Task to carry out :: Gather every line below that contains the word "blue".

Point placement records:
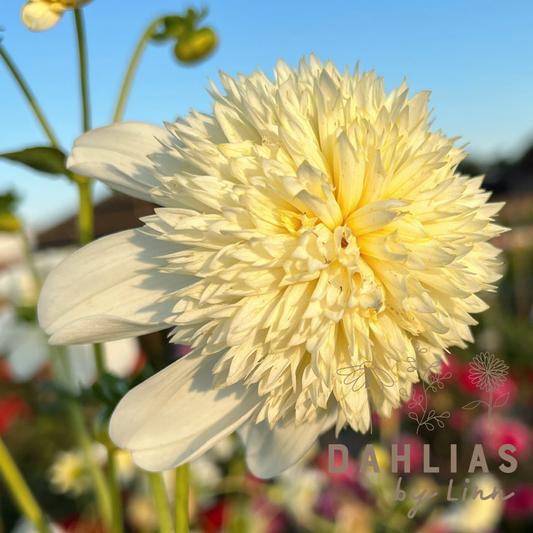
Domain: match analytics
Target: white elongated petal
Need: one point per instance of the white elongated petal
(40, 16)
(109, 290)
(176, 415)
(118, 156)
(27, 351)
(271, 451)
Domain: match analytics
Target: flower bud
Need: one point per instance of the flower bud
(195, 45)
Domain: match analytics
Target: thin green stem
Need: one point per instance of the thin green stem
(181, 511)
(103, 496)
(132, 69)
(21, 493)
(161, 502)
(30, 97)
(99, 358)
(83, 64)
(116, 497)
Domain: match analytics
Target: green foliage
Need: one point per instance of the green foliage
(8, 204)
(42, 158)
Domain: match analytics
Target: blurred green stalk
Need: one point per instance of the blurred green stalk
(116, 497)
(25, 88)
(24, 498)
(132, 69)
(181, 511)
(161, 502)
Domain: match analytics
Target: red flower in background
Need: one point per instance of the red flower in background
(416, 452)
(520, 506)
(12, 408)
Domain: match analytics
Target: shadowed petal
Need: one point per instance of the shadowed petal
(175, 416)
(118, 156)
(271, 451)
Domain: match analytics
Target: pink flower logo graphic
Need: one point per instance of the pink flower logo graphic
(488, 373)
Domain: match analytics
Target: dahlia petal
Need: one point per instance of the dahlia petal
(109, 290)
(176, 415)
(28, 353)
(118, 156)
(271, 451)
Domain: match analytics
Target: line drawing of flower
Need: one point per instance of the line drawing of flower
(366, 370)
(433, 381)
(488, 373)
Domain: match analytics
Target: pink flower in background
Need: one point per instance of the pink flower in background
(509, 387)
(417, 452)
(453, 365)
(520, 506)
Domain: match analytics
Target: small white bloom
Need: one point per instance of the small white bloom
(41, 15)
(476, 516)
(70, 473)
(311, 223)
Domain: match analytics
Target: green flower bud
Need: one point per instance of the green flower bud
(195, 45)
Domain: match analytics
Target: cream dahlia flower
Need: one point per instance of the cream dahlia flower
(24, 344)
(310, 224)
(41, 15)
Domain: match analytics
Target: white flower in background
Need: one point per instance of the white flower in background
(26, 526)
(25, 345)
(309, 224)
(300, 488)
(41, 15)
(223, 450)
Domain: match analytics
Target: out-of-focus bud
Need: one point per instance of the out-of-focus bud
(41, 15)
(195, 45)
(8, 221)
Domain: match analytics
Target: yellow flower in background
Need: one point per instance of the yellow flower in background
(311, 223)
(70, 473)
(41, 15)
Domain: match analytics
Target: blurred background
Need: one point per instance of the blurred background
(473, 56)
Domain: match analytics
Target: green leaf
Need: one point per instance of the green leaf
(501, 400)
(42, 158)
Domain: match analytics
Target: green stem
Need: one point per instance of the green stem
(132, 69)
(99, 358)
(30, 259)
(20, 490)
(161, 502)
(116, 496)
(182, 499)
(23, 85)
(103, 496)
(83, 63)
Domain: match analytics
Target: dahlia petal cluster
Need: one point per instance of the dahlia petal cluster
(309, 224)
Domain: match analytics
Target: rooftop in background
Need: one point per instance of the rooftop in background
(116, 213)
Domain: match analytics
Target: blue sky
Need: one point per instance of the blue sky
(474, 55)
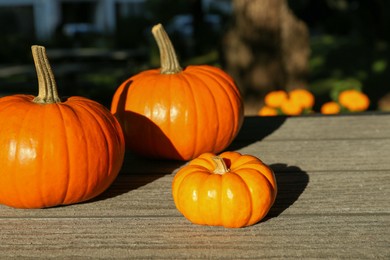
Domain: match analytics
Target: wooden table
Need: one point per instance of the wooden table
(333, 174)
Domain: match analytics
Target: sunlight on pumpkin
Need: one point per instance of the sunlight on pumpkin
(275, 98)
(354, 100)
(330, 108)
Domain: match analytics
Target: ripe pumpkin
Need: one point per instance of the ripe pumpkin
(52, 152)
(230, 190)
(176, 113)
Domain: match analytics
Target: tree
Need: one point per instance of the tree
(267, 47)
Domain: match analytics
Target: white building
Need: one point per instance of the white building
(45, 16)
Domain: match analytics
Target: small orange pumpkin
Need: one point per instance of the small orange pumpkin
(176, 113)
(230, 190)
(52, 152)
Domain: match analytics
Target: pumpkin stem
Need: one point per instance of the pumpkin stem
(168, 57)
(47, 86)
(220, 165)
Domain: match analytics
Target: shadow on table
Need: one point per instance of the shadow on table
(292, 182)
(143, 172)
(254, 129)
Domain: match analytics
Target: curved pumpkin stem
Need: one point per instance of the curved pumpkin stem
(220, 165)
(168, 57)
(47, 86)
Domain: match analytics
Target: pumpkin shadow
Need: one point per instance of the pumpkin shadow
(137, 169)
(254, 129)
(131, 178)
(292, 182)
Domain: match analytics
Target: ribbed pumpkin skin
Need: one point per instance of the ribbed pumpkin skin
(56, 154)
(238, 198)
(179, 116)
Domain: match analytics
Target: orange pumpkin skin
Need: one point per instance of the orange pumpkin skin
(56, 154)
(238, 197)
(176, 113)
(52, 152)
(174, 116)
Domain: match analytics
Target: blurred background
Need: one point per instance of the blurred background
(323, 46)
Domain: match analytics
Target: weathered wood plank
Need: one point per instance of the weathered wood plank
(315, 128)
(333, 202)
(337, 192)
(322, 236)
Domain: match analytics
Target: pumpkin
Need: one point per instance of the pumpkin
(53, 152)
(175, 113)
(230, 190)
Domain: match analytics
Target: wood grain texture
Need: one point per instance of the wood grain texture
(333, 175)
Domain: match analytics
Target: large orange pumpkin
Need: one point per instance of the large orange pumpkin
(177, 113)
(52, 152)
(230, 190)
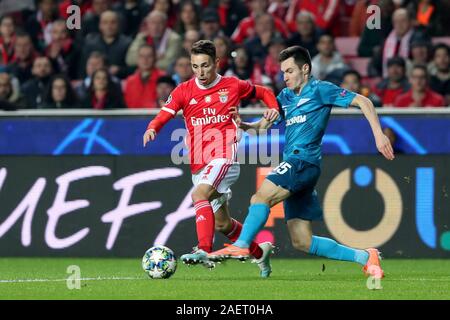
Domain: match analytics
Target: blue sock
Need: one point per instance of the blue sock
(325, 247)
(255, 221)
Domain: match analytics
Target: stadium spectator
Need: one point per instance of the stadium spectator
(272, 64)
(231, 12)
(182, 69)
(223, 50)
(351, 81)
(325, 14)
(427, 14)
(189, 17)
(440, 71)
(62, 50)
(398, 41)
(39, 24)
(164, 87)
(7, 37)
(395, 84)
(24, 55)
(133, 13)
(140, 88)
(166, 7)
(359, 17)
(243, 68)
(210, 24)
(33, 90)
(328, 59)
(59, 94)
(95, 61)
(91, 20)
(306, 35)
(103, 92)
(419, 53)
(9, 93)
(190, 37)
(258, 46)
(372, 39)
(420, 95)
(109, 42)
(246, 28)
(166, 41)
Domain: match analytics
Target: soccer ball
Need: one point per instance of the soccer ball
(159, 262)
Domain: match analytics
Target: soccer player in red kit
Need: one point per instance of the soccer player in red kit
(208, 102)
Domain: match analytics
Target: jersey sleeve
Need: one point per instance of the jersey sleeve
(175, 101)
(334, 95)
(245, 89)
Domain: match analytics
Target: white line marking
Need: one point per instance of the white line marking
(61, 280)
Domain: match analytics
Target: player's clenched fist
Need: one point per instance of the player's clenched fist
(271, 115)
(149, 135)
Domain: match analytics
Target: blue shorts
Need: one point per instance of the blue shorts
(300, 178)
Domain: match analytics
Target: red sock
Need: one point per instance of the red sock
(204, 218)
(233, 235)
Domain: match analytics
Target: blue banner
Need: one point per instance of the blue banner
(123, 135)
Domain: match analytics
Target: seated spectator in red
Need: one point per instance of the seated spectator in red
(398, 41)
(103, 92)
(189, 17)
(182, 69)
(140, 88)
(210, 24)
(91, 20)
(9, 94)
(231, 12)
(111, 43)
(325, 14)
(246, 28)
(7, 38)
(419, 53)
(243, 68)
(440, 71)
(164, 87)
(306, 34)
(328, 59)
(132, 13)
(420, 95)
(40, 23)
(395, 84)
(24, 55)
(33, 90)
(258, 46)
(59, 94)
(84, 5)
(62, 51)
(223, 50)
(352, 82)
(166, 7)
(272, 63)
(166, 41)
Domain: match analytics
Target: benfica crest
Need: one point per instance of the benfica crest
(223, 95)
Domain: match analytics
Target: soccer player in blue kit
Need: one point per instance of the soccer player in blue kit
(305, 106)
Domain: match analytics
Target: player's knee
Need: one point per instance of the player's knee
(301, 244)
(259, 198)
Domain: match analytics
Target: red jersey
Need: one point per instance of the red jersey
(212, 132)
(430, 99)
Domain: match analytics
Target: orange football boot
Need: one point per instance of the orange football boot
(373, 265)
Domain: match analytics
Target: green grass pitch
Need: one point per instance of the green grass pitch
(44, 278)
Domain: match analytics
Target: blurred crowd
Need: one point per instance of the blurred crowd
(133, 53)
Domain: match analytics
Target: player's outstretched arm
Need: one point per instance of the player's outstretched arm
(382, 142)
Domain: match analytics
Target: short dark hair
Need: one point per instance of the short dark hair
(352, 72)
(204, 47)
(301, 56)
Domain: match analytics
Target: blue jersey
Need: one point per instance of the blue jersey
(306, 117)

Written answer ::
Target: blue sky
Need: one point per instance of the blue sky
Target: blue sock
Need: one point per instance of the blue sock
Target: blue shorts
Need: one point per instance of the blue shorts
Target: blue banner
Need: one point per instance of the blue banner
Target: soccer player in blue kit
Need: one point per instance of the soccer player in blue kit
Target: blue jersey
Need: one point per instance of the blue jersey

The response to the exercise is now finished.